• **OBJECTIVE**: Rewrite the items below, changing "reference marker" to "single point" wherever it appears and leaving every other line as is.

[BEGIN SUPPLIED INFORMATION]

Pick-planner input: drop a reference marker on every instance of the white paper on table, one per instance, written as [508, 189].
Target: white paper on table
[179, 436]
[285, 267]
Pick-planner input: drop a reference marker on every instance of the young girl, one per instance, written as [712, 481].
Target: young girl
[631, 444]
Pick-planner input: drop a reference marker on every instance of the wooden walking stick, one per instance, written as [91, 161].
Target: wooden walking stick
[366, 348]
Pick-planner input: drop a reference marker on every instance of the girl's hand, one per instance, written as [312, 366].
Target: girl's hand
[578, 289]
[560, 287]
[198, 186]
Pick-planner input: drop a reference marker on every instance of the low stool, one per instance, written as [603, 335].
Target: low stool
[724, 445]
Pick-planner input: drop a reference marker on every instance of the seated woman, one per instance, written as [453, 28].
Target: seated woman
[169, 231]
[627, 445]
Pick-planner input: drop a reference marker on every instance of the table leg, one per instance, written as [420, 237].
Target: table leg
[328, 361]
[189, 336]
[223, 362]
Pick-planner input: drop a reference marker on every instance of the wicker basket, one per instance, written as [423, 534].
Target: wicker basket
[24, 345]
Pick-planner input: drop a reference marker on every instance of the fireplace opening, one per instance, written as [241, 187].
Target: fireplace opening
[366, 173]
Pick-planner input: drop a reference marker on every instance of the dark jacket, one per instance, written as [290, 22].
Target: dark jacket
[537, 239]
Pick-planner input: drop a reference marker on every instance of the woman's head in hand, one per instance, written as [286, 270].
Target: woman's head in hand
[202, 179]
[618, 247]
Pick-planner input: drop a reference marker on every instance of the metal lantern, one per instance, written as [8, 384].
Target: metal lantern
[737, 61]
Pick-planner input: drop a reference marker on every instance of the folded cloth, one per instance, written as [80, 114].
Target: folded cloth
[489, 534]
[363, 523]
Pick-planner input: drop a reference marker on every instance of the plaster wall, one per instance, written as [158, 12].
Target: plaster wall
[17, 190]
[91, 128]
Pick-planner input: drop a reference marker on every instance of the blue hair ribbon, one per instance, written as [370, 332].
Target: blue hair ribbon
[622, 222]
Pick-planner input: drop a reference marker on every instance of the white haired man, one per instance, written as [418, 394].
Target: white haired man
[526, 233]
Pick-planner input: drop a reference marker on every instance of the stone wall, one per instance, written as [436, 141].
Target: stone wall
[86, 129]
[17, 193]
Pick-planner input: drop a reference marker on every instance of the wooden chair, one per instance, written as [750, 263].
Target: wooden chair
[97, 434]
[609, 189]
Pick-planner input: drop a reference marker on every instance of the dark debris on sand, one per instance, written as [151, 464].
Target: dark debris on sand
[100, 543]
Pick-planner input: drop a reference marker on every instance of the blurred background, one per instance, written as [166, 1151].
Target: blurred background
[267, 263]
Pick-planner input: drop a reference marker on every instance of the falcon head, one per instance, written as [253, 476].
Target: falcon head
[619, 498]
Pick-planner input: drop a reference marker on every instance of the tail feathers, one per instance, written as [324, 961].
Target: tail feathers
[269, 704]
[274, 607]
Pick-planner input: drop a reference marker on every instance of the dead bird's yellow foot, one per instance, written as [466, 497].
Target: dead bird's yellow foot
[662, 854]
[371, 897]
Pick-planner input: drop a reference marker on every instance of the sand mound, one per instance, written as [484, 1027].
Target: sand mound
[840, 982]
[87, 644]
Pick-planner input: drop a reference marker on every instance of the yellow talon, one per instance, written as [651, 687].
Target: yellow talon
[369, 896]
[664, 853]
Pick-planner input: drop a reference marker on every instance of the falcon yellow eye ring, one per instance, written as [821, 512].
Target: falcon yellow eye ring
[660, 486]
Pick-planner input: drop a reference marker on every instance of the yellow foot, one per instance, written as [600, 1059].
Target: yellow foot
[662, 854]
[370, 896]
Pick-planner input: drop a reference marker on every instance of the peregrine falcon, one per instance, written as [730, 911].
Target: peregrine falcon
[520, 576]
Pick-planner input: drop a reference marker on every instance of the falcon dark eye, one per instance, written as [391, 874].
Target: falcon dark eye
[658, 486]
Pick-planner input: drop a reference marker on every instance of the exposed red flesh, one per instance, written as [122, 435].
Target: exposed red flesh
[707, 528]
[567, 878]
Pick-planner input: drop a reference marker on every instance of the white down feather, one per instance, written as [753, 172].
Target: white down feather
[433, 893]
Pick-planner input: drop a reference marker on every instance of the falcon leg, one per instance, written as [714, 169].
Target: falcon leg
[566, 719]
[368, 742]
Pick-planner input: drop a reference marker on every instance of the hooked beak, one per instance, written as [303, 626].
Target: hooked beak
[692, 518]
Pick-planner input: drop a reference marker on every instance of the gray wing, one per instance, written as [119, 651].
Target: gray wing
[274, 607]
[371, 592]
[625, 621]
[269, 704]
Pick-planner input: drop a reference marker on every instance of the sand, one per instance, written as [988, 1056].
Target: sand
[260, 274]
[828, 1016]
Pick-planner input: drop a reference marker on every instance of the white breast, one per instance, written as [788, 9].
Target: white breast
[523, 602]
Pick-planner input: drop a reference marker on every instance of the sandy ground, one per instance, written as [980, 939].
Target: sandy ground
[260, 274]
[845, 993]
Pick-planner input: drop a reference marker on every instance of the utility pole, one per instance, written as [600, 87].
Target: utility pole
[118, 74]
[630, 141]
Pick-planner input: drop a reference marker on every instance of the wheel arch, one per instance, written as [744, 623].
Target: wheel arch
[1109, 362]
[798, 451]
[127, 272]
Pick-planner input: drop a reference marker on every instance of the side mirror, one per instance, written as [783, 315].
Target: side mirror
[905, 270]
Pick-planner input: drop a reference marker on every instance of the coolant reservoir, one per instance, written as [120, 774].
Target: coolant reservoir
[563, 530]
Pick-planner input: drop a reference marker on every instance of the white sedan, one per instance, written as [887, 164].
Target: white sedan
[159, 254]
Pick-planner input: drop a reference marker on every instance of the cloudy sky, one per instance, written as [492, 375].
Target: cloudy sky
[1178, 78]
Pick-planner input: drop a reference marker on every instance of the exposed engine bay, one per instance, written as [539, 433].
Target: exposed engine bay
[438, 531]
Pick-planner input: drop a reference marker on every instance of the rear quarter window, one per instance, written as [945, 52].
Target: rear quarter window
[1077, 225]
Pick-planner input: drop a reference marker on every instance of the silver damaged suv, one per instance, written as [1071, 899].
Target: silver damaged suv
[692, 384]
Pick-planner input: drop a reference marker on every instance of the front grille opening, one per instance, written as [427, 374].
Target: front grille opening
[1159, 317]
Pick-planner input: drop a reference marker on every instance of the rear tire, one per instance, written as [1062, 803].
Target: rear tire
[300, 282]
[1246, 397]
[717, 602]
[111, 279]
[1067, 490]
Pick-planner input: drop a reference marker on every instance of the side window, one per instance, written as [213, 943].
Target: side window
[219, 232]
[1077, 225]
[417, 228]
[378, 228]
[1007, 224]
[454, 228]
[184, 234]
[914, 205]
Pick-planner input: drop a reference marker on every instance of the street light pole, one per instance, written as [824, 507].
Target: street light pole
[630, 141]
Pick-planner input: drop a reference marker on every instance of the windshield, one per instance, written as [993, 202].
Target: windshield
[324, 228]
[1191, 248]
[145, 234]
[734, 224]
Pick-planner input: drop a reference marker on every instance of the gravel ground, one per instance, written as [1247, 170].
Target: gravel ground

[END SUPPLIED INFORMATION]

• **TASK OUTPUT**:
Pick-planner input: drop a single point on every instance of the white paper on table, one per instance, written as [508, 189].
Target: white paper on table
[179, 436]
[285, 267]
Pick-planner input: drop a single point on every instance of the young girl, one per instance, written as [712, 481].
Target: young girl
[631, 444]
Pick-planner input: drop a single point on every instance of the wooden walking stick, one per instance, written as [91, 161].
Target: wooden walking stick
[366, 348]
Pick-planner input: drop a single point on every instance of the girl's hand, one per instance, written as [312, 366].
Target: girl's hand
[578, 289]
[560, 287]
[198, 186]
Pick-planner input: drop a single point on every instance of the low stool, one per instance, written as [603, 335].
Target: low stool
[724, 445]
Pick-planner input: drop a single point on every instance of the seated woman, one per instance, written as [453, 28].
Target: seated woman
[169, 231]
[627, 445]
Pick-planner input: drop a single point on every instance of the table leg, one per instance, written as [420, 237].
Target: table leg
[328, 361]
[189, 336]
[223, 362]
Pick-planner input: drop a single point on every instance of the wicker basket, one per instance, written as [423, 534].
Target: wicker basket
[24, 345]
Pick-planner input: drop a single point on every instance of the fireplace opening, one per instance, written as [241, 187].
Target: fireplace opening
[366, 173]
Pick-planner input: drop a single point on every instance of the dark jacket, one per instance, written as [290, 22].
Target: dark jacket
[537, 239]
Pick-planner input: drop a single point on every instance of the woman's head in hand, one per instance, written as [286, 270].
Target: woman's head in hand
[202, 179]
[618, 247]
Pick-planner input: drop a single point on every instance of the metal lantern, one per instance, written as [8, 384].
Target: metal lantern
[737, 61]
Pick-planner input: drop a single point on every instance of the folded cloth, one per instance, written as [80, 114].
Target: folded cloth
[489, 534]
[363, 523]
Pick-planner input: drop a single point on every instance of the plaster wall, one per instance, written as [158, 12].
Target: plaster wall
[17, 190]
[91, 128]
Pick-planner input: drop a single point on every instance of the blue hair ribbon, one per instance, written as [370, 332].
Target: blue hair ribbon
[622, 222]
Pick-planner input: drop a single point on every instance of the white haired man, one per instance, written as [418, 394].
Target: white haired man
[526, 233]
Pick-planner input: drop a single point on every instance of the stone wall, one per instance, written as [436, 141].
Target: stone wall
[86, 129]
[17, 193]
Pick-planner input: drop a single point on every instance of the wooden chair, one per instance, written as [750, 263].
Target: wooden chair
[97, 434]
[609, 189]
Pick-planner input: drop a single point on every instance of the dark debris on sand, one per instance, written as [151, 464].
Target: dark debris on sand
[100, 543]
Pick-planner input: drop a single point on every instance of the blurred background, one per instance, written as [166, 1151].
Target: blurred background
[267, 263]
Pick-planner input: drop a single point on every instance of the falcon head, one per instance, written as [253, 476].
Target: falcon head
[619, 498]
Pick-planner input: drop a single point on every instance of the tail feathers, one per instance, written as [324, 961].
Target: tail feathers
[269, 704]
[274, 607]
Pick-planner input: drop a single point on every instance of the dead bird's yellow foot, one per instance, written as [466, 497].
Target: dead bird's yellow foot
[662, 854]
[371, 897]
Pick-planner input: drop a single point on every instance of the sand mound, one per instance, written as [484, 1027].
Target: sand mound
[840, 982]
[87, 644]
Pick-planner input: drop a single point on every instance of the yellow talon, one per instance, written as [651, 687].
Target: yellow talon
[369, 896]
[664, 853]
Pick-planner input: drop a single point on every instance of the falcon yellow eye ring, one per instance, written as [821, 512].
Target: falcon yellow eye ring
[660, 486]
Pick-planner input: drop a single point on every instance of the yellow foot, one per instance, written as [600, 1059].
Target: yellow foot
[662, 854]
[370, 896]
Pick-planner input: drop a single point on every instance of the peregrine falcon, one per instance, written as [730, 911].
Target: peregrine falcon
[520, 576]
Pick-planner input: drop a single point on every instance of the falcon dark eye, one per instance, written as [391, 874].
Target: falcon dark eye
[658, 486]
Pick-planner input: drop a single point on every instance of the exposed red flesh, one per instance, written as [122, 435].
Target: exposed red flesh
[707, 528]
[567, 878]
Pick-planner input: drop a single point on every instance of the white down feather, one per instance, written as [753, 172].
Target: white down feather
[433, 893]
Pick-planner input: drop a single point on every instance of the falcon leg, one per instance, written as [714, 169].
Target: falcon leg
[566, 719]
[368, 742]
Pick-planner input: drop a single point on every instance of the hooked beak, one per instance, written as [303, 626].
Target: hooked beak
[692, 518]
Pick-planner input: drop a single point on every instance of the gray wing, one per instance, written as [119, 651].
Target: gray wing
[274, 607]
[371, 592]
[625, 621]
[269, 704]
Pick-planner input: drop a single point on every instance of the sand, one per instance, written as [988, 1056].
Target: sand
[260, 274]
[828, 1016]
Pick-planner input: drop a single point on every instance of the white breast, one per instance, written as [788, 9].
Target: white breast
[523, 602]
Pick-planner input: drop a single point on every instance of the sandy ground, one per instance, written as [980, 939].
Target: sandy ground
[260, 274]
[845, 993]
Pick-planner input: drop a single point on every instance of the utility pole, one per instance, written as [600, 87].
Target: utility pole
[118, 74]
[630, 141]
Pick-planner input: drop a single point on every instance of the wheel arch, one per instance, written as [744, 623].
Target: wheel arch
[1109, 362]
[798, 451]
[127, 272]
Pick-planner input: drop a single point on every instance of the side mirror, one per instance, written as [783, 315].
Target: side mirror
[905, 270]
Pick-planner input: drop a single point on every instance of the coolant reservoir, one per instance, written as [120, 774].
Target: coolant reservoir
[563, 530]
Pick-planner input: drop a single point on every instance of the white sedan, one per instance, written as [887, 164].
Target: white sedan
[159, 254]
Pick-planner input: drop a single point on every instance of the cloudy sky, one per instance, written as [492, 375].
Target: cloudy sky
[1178, 78]
Pick-planner input: drop a single point on every instance of the exposed engine bay, one per instance, written as [539, 433].
Target: exposed engine bay
[438, 531]
Pick-planner input: drop a single point on every instance of the rear quarter window, one per instance, written as [945, 52].
Target: rear quarter window
[1077, 225]
Pick-planner input: drop a single point on every instance of the silver damaged suv, one per instance, written as [1071, 899].
Target: silver damaged suv
[692, 384]
Pick-planner input: drop a single point on every instance of the front grille opening, one per instance, written as [427, 374].
Target: front grille opening
[1159, 317]
Pick-planner input: drop a single point on every instance of the rear tire, one per instance, written as [1062, 803].
Target: rear tire
[300, 282]
[1246, 397]
[717, 602]
[111, 279]
[1067, 490]
Pick-planner input: drop a single point on every instance of the side window, one per instance, written as [213, 943].
Target: side window
[219, 232]
[1077, 225]
[417, 228]
[378, 228]
[1007, 224]
[454, 228]
[184, 234]
[914, 205]
Pick-planner input: drop a single point on every instance of the street light pole, one per instance, written as [824, 507].
Target: street light pole
[630, 141]
Pick-planner input: drop a single point on every instance of the windshield, one per instance, written as [993, 202].
Target: windshield
[324, 228]
[1191, 248]
[145, 234]
[734, 224]
Pick-planner input: drop a single point on every instance of the gravel ground, one per instance, written as [1247, 170].
Target: gravel ground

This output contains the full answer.